Stored items
________________________

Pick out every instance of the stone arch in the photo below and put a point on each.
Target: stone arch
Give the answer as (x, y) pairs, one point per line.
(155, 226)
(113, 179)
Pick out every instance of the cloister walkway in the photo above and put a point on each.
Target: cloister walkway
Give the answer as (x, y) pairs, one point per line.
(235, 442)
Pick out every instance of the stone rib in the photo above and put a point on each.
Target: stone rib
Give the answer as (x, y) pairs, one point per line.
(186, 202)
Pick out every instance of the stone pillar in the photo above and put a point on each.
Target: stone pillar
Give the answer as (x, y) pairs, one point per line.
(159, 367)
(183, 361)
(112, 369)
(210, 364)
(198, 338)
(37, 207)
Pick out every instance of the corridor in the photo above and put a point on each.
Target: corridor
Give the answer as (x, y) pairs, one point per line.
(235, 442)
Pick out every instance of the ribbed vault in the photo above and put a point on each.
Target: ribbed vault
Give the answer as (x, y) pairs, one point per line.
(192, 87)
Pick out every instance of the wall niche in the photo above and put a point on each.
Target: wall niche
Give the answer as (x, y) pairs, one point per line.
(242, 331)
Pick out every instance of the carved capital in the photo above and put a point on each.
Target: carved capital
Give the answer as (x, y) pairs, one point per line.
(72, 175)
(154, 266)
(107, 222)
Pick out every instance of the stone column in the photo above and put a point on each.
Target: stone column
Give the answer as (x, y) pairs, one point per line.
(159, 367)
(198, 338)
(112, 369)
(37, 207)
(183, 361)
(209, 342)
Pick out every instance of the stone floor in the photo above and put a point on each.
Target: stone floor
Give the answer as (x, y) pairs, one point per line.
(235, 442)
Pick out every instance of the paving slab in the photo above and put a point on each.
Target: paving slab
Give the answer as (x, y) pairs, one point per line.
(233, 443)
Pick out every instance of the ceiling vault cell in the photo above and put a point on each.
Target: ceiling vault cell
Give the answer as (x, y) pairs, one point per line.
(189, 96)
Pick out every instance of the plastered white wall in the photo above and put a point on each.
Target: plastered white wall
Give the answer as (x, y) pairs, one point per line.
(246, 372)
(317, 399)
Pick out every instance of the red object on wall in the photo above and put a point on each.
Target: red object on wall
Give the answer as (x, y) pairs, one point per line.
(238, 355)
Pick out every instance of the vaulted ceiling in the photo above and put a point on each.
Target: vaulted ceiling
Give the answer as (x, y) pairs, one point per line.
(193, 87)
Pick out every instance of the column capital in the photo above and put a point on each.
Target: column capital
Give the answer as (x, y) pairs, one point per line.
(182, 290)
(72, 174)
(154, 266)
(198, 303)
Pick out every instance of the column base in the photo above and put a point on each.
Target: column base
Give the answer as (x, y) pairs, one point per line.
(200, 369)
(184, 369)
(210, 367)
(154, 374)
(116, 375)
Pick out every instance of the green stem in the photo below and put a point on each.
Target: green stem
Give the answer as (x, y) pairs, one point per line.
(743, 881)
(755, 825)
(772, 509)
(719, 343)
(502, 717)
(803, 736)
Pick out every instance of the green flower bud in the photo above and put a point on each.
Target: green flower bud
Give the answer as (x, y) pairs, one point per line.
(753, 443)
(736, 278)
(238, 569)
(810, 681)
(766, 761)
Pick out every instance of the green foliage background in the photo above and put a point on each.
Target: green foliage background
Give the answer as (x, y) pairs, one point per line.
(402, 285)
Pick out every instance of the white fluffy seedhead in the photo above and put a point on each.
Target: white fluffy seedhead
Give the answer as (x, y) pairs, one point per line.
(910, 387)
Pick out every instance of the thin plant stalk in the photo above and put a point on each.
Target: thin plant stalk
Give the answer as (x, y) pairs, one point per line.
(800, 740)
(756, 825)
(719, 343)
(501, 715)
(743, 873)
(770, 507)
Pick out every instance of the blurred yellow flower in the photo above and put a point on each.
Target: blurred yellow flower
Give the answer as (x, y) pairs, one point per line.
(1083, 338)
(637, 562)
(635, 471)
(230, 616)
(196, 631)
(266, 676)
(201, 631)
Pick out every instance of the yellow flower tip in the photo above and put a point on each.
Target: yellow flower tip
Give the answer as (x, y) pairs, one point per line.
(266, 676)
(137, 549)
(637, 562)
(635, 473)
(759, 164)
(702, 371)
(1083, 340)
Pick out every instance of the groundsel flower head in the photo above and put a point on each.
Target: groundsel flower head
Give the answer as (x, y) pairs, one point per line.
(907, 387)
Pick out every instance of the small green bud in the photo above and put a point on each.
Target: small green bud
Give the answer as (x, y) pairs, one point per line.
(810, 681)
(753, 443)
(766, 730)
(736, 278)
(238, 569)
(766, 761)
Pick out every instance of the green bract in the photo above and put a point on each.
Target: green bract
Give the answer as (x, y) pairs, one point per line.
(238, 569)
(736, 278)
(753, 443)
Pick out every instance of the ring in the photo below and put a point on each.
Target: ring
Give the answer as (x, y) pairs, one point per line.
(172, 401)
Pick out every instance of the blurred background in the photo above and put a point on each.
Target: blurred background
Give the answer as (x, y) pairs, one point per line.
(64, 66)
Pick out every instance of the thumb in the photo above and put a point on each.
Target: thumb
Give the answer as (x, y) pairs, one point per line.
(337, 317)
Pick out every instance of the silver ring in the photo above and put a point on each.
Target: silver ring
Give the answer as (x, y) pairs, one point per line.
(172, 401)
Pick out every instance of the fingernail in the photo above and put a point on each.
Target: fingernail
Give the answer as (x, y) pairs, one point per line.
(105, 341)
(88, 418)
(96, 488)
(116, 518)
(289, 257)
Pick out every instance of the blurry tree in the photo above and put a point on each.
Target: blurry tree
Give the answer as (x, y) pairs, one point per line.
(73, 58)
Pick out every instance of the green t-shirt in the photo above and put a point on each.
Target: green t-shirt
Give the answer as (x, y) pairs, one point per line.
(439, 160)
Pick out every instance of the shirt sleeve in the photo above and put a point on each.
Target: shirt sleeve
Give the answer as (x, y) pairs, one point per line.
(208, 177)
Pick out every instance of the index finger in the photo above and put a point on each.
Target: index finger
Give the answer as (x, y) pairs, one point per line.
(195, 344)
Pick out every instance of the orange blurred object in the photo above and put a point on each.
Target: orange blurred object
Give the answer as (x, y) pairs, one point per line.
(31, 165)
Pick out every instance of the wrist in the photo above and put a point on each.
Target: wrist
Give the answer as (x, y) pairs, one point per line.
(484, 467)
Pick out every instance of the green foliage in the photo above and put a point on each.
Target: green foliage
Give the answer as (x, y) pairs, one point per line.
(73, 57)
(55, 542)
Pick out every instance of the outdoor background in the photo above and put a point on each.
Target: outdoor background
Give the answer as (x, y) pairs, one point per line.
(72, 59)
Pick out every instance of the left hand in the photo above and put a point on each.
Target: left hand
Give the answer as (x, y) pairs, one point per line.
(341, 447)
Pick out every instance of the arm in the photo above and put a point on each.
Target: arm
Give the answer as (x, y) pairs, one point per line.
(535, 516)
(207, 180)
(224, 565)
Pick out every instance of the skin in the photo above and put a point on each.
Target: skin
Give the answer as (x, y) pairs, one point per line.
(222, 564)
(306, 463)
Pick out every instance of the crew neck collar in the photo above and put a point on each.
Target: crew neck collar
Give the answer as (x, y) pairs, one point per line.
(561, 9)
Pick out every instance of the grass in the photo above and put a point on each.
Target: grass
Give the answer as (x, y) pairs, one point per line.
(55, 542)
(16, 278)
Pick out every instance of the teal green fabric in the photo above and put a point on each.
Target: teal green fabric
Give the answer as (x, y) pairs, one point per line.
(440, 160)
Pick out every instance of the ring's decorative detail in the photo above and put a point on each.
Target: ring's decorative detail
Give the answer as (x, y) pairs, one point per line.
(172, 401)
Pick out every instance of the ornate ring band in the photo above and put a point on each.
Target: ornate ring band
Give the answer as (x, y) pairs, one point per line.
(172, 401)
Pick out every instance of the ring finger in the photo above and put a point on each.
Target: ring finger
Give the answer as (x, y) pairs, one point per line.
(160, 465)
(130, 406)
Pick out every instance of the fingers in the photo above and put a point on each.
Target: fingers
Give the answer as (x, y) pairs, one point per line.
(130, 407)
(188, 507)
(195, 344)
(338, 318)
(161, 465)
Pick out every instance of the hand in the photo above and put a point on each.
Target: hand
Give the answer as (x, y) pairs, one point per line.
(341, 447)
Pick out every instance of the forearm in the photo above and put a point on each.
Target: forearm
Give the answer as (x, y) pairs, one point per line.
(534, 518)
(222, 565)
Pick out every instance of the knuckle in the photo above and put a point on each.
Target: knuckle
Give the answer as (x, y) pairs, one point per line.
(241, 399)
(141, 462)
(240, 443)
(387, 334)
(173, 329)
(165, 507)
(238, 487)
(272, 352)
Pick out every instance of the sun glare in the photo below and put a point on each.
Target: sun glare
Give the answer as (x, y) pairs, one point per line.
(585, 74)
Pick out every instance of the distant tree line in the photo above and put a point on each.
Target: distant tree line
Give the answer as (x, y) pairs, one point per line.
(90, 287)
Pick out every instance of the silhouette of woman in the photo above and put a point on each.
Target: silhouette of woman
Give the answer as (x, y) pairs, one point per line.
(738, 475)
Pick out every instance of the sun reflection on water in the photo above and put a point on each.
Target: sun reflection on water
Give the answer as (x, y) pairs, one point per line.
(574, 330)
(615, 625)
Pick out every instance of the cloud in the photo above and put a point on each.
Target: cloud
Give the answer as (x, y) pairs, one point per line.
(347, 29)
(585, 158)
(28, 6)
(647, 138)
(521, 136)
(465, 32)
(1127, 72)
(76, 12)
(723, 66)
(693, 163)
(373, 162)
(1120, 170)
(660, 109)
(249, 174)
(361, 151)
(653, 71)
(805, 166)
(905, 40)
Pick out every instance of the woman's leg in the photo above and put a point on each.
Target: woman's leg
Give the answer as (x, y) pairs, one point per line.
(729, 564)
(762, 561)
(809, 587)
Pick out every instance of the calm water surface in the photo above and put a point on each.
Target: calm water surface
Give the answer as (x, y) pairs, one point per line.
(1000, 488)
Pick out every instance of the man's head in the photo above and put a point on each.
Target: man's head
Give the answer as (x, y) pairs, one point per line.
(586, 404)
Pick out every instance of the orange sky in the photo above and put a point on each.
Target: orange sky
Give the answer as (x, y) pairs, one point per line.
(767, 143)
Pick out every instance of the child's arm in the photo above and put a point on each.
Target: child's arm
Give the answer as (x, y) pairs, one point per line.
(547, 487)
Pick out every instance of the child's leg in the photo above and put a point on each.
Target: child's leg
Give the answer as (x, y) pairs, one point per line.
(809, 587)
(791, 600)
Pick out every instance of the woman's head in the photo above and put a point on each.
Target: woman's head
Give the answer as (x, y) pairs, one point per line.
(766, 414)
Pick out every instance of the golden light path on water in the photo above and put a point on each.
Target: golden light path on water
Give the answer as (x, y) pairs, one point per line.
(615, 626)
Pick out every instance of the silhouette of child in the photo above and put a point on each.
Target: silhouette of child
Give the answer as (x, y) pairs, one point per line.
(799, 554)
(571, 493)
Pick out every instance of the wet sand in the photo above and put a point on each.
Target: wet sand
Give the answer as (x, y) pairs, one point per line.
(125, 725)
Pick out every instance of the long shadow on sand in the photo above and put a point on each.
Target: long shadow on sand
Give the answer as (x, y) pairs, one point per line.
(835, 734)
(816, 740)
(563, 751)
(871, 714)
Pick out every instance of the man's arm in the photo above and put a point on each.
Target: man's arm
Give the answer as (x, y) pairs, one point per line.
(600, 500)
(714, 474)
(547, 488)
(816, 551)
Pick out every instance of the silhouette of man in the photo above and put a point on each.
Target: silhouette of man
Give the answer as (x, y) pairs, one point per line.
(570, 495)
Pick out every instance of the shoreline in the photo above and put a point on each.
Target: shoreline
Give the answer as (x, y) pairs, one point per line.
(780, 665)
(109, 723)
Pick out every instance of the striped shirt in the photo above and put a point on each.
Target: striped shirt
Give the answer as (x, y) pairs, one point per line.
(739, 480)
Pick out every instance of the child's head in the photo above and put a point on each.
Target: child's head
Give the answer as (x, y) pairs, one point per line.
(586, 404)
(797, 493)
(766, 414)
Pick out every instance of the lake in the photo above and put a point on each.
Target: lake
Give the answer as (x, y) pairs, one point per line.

________________________

Given task
Everything from the line with "Pick out every instance of the wet" through the last line of the material above should be echoed exactly, and nothing else.

Expected answer
Pick out every instance of the wet sand in the photo above and put a point on each.
Target: wet sand
Give the answer as (x, y) pairs, one point per line.
(125, 725)
Pick out every instance of the long shadow on sand in the photo above and put a point on each.
Target: long shadow on sand
Give the answer as (x, y) pairs, one point per line.
(835, 734)
(816, 740)
(563, 751)
(871, 714)
Pick out every instance of the man's arm in the photo above and put a point on each.
Target: man's arm
Give the answer as (x, y) pairs, one point per line.
(600, 500)
(714, 474)
(547, 488)
(816, 551)
Pick out every instance of the silhouette of man in the photo above and put a point on each.
Target: silhouette of man
Give the answer as (x, y) pairs, one point per line.
(570, 495)
Pick out every instance of the shoreline in the photo above and put a point on each.
Target: shoreline
Give the answer as (x, y) pairs, one point per line.
(780, 665)
(109, 723)
Pick out every instance of the striped shirt in the photo above and put a point on each.
Target: striped shirt
Give the answer as (x, y) pairs, one point per line.
(739, 480)
Pick out every instance of the child's head in the photo above and put a point on each.
Target: child's head
Give the answer as (x, y) pairs, one point per line.
(586, 404)
(797, 493)
(766, 414)
Pick out every instance of the lake in the photo above and put a point on each.
Target: lake
Give the answer as (x, y) pairs, one point per line.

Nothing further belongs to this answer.